_WHAT YOU ARE ASKED TO DO_:
From the data below, retype exactly the lines starting with the one that contains "Return one point per instance of the white" and ending with the one that contains "pixel 1113 767", both included.

_MATERIAL SUPPLIED_:
******

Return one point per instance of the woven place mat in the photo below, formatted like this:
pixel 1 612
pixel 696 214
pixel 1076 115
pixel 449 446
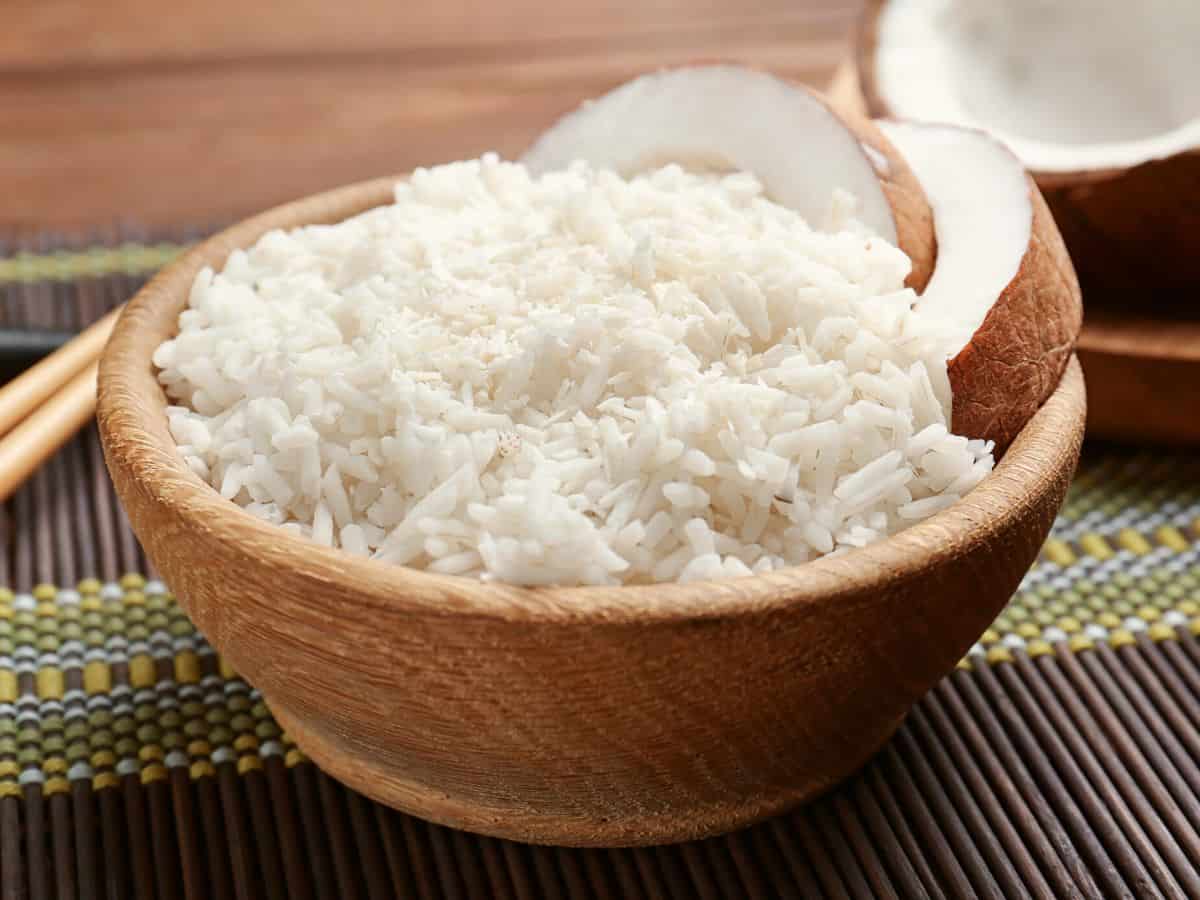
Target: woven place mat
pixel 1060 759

******

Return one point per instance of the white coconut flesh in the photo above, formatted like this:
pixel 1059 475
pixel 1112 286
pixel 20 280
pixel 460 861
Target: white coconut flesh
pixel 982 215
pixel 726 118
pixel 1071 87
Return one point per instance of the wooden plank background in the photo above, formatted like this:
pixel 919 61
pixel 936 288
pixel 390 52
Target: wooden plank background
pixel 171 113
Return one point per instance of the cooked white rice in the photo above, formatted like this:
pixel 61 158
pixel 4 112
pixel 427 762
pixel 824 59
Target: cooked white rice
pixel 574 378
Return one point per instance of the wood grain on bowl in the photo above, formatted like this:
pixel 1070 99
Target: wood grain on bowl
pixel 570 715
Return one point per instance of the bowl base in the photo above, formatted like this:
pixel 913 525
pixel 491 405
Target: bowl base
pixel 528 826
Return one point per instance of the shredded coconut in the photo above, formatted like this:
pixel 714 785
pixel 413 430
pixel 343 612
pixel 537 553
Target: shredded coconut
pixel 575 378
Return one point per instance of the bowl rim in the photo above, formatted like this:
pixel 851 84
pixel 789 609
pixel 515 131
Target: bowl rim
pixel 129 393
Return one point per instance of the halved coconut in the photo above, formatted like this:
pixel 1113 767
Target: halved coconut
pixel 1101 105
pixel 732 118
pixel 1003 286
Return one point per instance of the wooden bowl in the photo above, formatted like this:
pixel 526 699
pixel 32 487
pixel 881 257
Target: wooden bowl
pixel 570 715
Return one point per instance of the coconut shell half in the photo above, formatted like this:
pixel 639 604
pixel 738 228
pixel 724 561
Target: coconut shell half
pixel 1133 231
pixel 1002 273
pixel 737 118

******

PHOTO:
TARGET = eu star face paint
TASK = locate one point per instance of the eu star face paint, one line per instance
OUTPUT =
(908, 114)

******

_YOUR SOLUTION_:
Return one point per instance of the white coconut flesh in the photo above, formatted like this:
pixel 1059 475
pixel 1112 286
pixel 20 280
pixel 460 861
Target: white coconut flesh
pixel 982 215
pixel 726 118
pixel 1071 87
Return one point per instance of the wooden plank background in the photo above, formatted like this:
pixel 919 61
pixel 936 288
pixel 390 52
Target: wooden plank background
pixel 171 113
Return one point per instance of the cooked white rice in the photo above, formatted like this:
pixel 61 158
pixel 4 112
pixel 427 762
pixel 824 59
Target: cooked white rice
pixel 574 378
Return one point per instance of the wood grain on bowl in the photo above, formatted like this:
pixel 1070 99
Target: wood grain on bowl
pixel 570 715
Return one point per instance of the bowl base in the photo above, formatted like this:
pixel 913 525
pixel 491 405
Target: bowl base
pixel 528 826
Return one point per instance of the shredded coconut in the photo above, formatted like this:
pixel 714 785
pixel 413 430
pixel 343 612
pixel 537 553
Target: shredded coconut
pixel 575 378
Return one point per instance of the bowl rim in the photo above, formatted like this:
pixel 851 84
pixel 789 609
pixel 515 131
Target: bowl rim
pixel 129 393
Return one point per instance of the halved coconut in the photo above, formatted like this:
pixel 1113 767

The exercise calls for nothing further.